**** Records shown

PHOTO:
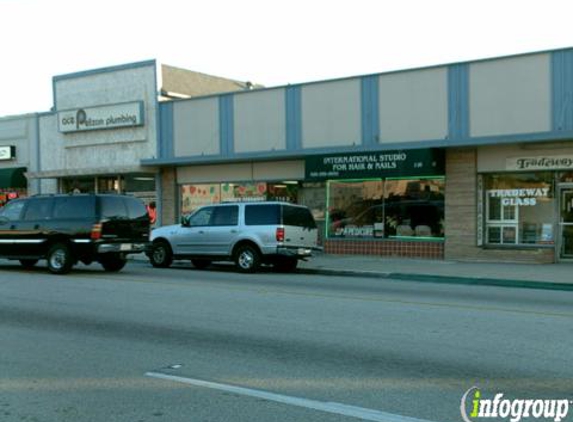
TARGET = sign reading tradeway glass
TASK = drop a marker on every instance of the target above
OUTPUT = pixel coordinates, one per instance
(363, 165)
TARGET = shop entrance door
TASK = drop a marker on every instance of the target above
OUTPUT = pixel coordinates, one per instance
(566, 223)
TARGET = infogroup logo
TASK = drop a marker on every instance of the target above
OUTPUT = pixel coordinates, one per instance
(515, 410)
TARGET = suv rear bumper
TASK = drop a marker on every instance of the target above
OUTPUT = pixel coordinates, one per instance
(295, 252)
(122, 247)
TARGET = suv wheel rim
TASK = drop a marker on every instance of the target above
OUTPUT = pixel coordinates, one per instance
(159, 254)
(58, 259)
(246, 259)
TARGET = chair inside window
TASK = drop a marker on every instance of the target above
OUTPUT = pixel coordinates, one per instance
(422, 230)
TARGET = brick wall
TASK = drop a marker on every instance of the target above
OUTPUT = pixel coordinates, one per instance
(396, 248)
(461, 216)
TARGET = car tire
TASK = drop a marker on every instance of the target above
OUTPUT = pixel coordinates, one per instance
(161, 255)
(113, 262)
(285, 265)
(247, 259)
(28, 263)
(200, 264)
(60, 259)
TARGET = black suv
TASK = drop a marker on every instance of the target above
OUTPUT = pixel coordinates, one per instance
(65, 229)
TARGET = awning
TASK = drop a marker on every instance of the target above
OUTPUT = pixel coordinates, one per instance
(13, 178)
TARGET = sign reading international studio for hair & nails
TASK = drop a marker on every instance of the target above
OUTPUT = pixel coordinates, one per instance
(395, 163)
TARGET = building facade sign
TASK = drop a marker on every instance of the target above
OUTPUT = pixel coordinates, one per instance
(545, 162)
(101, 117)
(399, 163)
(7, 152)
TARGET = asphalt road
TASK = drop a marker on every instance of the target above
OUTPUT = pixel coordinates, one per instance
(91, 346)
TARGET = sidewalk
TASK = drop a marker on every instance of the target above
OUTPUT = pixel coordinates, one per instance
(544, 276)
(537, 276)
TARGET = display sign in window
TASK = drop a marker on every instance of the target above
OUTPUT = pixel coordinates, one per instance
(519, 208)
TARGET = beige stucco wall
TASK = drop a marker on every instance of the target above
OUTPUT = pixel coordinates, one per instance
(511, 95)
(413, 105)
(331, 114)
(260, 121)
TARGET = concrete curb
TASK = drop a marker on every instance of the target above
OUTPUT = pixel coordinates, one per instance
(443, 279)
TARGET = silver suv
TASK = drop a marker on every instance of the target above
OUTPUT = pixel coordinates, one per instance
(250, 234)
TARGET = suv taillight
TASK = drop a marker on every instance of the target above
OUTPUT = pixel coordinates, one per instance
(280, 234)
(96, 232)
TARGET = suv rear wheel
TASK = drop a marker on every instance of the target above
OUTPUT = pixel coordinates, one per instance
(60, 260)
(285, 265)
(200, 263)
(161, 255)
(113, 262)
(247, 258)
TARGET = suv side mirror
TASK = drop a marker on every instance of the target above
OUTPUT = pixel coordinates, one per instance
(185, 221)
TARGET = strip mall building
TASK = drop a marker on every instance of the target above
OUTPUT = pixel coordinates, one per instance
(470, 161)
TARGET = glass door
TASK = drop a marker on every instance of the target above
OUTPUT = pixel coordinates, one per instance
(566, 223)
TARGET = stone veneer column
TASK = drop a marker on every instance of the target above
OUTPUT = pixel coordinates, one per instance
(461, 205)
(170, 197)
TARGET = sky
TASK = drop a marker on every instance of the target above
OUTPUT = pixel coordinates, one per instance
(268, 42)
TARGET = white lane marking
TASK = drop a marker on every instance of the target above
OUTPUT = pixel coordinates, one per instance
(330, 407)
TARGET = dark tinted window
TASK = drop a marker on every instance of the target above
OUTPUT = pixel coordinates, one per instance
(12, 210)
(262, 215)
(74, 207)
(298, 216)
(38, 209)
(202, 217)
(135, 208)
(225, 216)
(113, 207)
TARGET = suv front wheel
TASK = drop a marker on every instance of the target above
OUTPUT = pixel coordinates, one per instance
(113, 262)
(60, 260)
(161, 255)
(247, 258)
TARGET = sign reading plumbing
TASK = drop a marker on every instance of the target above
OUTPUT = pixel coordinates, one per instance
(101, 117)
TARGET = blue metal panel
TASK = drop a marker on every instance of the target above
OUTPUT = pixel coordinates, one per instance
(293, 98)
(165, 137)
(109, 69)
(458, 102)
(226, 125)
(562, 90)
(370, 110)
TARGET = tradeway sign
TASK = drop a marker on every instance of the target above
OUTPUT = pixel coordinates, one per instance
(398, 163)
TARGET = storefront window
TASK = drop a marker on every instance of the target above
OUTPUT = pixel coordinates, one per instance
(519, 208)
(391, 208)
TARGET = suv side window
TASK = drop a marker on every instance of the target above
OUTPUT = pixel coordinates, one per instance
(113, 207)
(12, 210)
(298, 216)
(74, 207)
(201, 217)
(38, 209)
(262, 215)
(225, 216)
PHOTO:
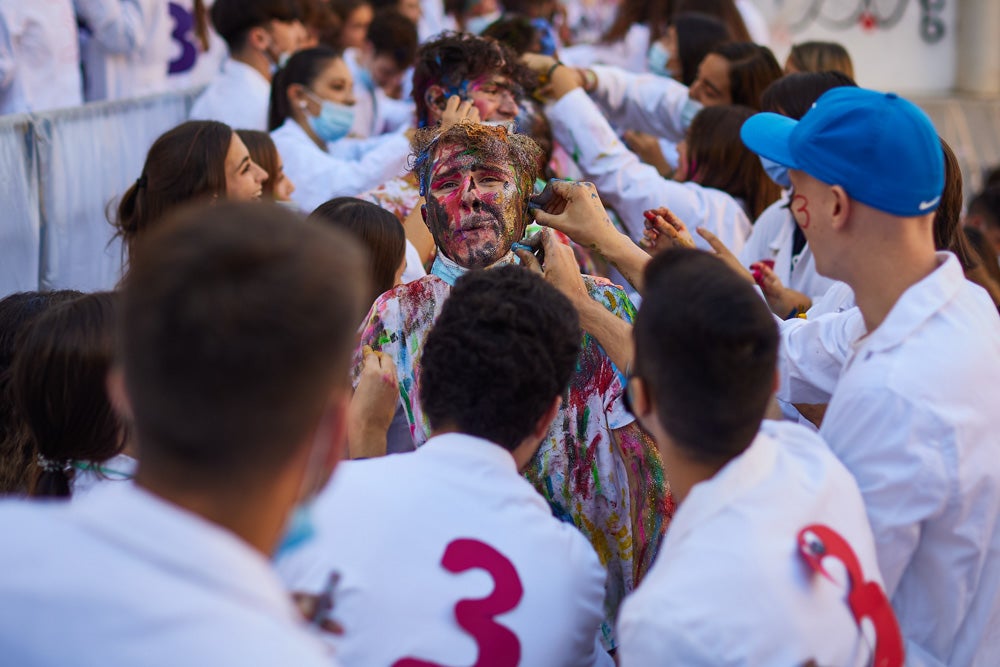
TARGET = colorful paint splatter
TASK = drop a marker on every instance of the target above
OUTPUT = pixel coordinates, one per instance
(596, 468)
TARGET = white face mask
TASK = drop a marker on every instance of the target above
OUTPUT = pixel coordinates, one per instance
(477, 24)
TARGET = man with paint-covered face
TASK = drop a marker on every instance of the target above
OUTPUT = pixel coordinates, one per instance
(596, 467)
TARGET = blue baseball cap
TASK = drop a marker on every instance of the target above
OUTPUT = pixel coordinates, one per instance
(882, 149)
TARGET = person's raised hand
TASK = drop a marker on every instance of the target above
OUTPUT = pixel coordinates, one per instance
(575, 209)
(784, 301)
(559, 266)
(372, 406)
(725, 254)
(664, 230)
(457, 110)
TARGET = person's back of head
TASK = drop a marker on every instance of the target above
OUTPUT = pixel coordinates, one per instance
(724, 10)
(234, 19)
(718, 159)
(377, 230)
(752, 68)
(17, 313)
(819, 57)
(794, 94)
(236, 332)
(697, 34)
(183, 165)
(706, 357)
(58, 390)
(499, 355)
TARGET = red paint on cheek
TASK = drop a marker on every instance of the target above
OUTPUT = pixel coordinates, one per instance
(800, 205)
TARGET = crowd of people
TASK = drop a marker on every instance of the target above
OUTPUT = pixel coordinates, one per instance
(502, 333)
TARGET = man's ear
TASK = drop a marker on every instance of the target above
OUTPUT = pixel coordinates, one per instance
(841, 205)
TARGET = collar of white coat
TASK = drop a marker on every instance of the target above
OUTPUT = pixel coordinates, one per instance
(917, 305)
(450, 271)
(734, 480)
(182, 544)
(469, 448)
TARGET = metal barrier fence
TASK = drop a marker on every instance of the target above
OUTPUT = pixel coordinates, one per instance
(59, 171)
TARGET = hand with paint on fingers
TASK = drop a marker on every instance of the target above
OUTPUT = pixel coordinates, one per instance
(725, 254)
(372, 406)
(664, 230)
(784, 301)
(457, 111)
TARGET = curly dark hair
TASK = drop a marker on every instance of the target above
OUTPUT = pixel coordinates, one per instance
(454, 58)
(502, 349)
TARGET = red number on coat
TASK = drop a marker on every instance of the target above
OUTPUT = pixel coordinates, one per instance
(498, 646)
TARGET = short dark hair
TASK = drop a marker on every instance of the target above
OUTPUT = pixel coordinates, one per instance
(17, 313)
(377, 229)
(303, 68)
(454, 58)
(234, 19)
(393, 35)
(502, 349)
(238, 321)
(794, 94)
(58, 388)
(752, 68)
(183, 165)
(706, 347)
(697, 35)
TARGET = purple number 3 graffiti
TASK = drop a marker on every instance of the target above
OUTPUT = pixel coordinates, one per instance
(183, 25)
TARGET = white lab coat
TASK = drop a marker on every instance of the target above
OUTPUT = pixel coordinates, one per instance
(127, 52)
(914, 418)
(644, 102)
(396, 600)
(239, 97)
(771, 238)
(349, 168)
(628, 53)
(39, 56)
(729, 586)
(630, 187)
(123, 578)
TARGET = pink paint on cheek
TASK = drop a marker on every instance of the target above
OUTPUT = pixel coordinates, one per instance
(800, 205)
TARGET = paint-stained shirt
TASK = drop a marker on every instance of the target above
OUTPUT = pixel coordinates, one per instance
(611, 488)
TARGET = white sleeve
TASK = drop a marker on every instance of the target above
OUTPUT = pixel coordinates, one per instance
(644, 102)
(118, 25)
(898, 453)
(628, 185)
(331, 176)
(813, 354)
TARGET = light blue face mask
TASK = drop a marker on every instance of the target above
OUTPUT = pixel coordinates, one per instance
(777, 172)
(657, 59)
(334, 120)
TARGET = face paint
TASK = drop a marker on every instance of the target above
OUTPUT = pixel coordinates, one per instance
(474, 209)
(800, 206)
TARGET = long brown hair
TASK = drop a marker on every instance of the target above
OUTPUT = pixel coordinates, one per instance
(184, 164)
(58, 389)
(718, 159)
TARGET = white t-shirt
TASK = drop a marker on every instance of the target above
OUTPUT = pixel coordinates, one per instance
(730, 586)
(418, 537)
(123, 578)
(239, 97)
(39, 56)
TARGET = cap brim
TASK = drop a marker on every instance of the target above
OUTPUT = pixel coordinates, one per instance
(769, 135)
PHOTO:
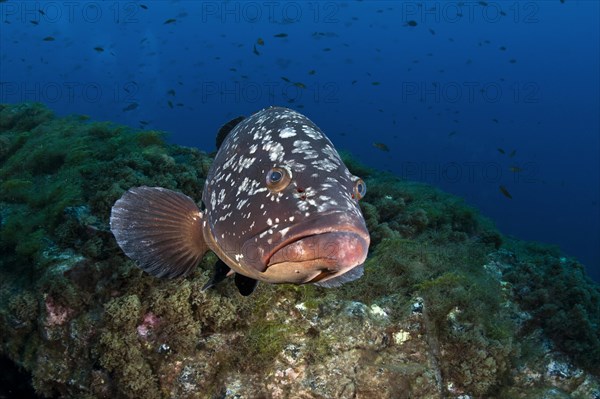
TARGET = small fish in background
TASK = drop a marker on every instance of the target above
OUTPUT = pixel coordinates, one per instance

********

■ **Exercise objective**: Quote exactly, and nothing besides, the lines from the one with "TARGET = purple number 3 graffiti" through the end of the records above; include both ends and omit the pictures.

■ **Output for this task**:
TARGET = purple number 3 graffiti
TASK = drop a marker on every instance of the target above
OUTPUT = pixel coordinates, one per instance
(183, 25)
TARGET = white lab coat
TASK = drop a marker on every instance of the target above
OUTPUT = pixel coordinates, one per instance
(127, 52)
(914, 418)
(644, 102)
(396, 600)
(239, 97)
(771, 238)
(349, 168)
(628, 53)
(39, 56)
(729, 586)
(630, 187)
(123, 578)
TARGET = pink paint on cheek
TASK = drop a marker on every instance of the target above
OUTPUT = pixel coordinates, one per instance
(800, 205)
TARGET = paint-stained shirt
TASK = drop a marker on every instance of the target above
OUTPUT = pixel coordinates, one per instance
(611, 488)
TARGET = white sleeve
TASK = drop a marker on every instance of the target above
OUTPUT = pixel coordinates, one per instance
(644, 102)
(118, 25)
(898, 453)
(628, 185)
(331, 176)
(813, 354)
TARGET = light blue face mask
TASK = drop a marker on every instance of the target above
OUTPUT = pixel coordinates, one per instance
(777, 172)
(657, 59)
(334, 120)
TARGET = face paint
TASK = drop a marker on every instance of the target above
OUTPUT = pixel coordinates, one per instance
(474, 209)
(800, 206)
TARGET = long brown hair
TASK = drop a marker on every instance of the target above
OUTPUT = pixel coordinates, one per instance
(184, 164)
(58, 389)
(718, 159)
TARGET = white t-shirt
TASK = drop a marker on every instance of the target above
OUTPUT = pixel coordinates, one per instance
(730, 586)
(418, 537)
(123, 578)
(239, 97)
(39, 56)
TARGET = cap brim
TASK = drop a marker on every instance of the target above
OUTPUT = pixel coordinates, one per instance
(769, 135)
PHOTO:
TARGET = small fish in background
TASK = drop a marker on every instance of the target above
OUTPUT = pixel coordinates, one per instance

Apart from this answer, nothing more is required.